The two most difficult parts of an author event are prompting questions from the audience, and, finally, when too many questions are coming too fast, stemming the tide. My solution was to offer a tiara for each question. The barrage started instantly. Clearly I had only so many prizes so with the last crown, the questions ended. Best of all, I had a great time. I could not hate and resent people at the same time that I gave them lovely tiaras and whatnot. The act of giving something rewired my thoughts.
You see, the secret is to trick yourself into having a great time. Whether you’re on a twenty-city book tour or washing dishes, find some way to love the task. In fact there’s a Buddhist saying told to me by Nora Ephron, the one-and-only time I met her after reading her work since college. At a noisy Random House party in the restaurant Cognac, she said, “If you can’t be happy while washing dishes, you can’t be happy.”
Nora Ephron
People wrote to me about how they wore their tiaras to school. So I expanded to the autographed severed limbs. Then the glowing beach balls. In Pittsburgh on the tour for Damned, the writer Stewart O’Nan gave me ten full-size candy bars that I threw into the auditorium that evening. It was such a good contrast to just talking. It felt great to throw things as hard as I could so I began to buy huge sacks of candy bars and to heave them at people. Few things mirror the delivery of a good joke or story better than watching the arc of a thrown bag of Snickers bars as it flies over the heads of a thousand people and lands in the arms of just one.
That did the trick. I loved doing events again. I’d spend all winter staging and shipping the props. The blow-up sex dolls. The penguins and giant inflatable brains. To be honest, it cost me a fortune. Each big event set me back roughly ten thousand dollars in props, prizes, and shipping. But I’d ask, by a show of hands, how many people had never been to an author’s book tour event. And always, it would be most of the auditorium, so it felt worth all the fuss to make these people’s first book event something special.
I’m not sure if I’ll ever stage such big events again, but I’ll always be glad I did.
Also, if you were my student, I’d tell you to make the reader/author photos a story. For Pygmy, Todd Doughty, beloved Todd, the best publicist alive, he and I carted around a towering trophy. It broke down into many sections, and before each event I’d be in my hotel room screwing it together like a sniper assembling an assault rifle. All so that I could ask readers to hold it in photos. Forever after, when anyone saw the pictures that resulted they’d ask, “What did you win?”

**SUPPLIED INFORMATION:**
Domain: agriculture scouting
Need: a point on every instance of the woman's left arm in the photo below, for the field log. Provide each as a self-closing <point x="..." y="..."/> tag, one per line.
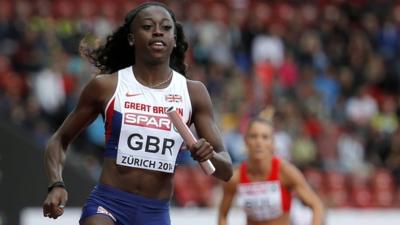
<point x="296" y="182"/>
<point x="210" y="145"/>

**EXERCISE DESCRIPTION:** Reproduce the book-tour passage word for word, everything from "That did the" down to "event something special.". Nothing in the listing is needed here.

**CORRECT RESULT:**
That did the trick. I loved doing events again. I’d spend all winter staging and shipping the props. The blow-up sex dolls. The penguins and giant inflatable brains. To be honest, it cost me a fortune. Each big event set me back roughly ten thousand dollars in props, prizes, and shipping. But I’d ask, by a show of hands, how many people had never been to an author’s book tour event. And always, it would be most of the auditorium, so it felt worth all the fuss to make these people’s first book event something special.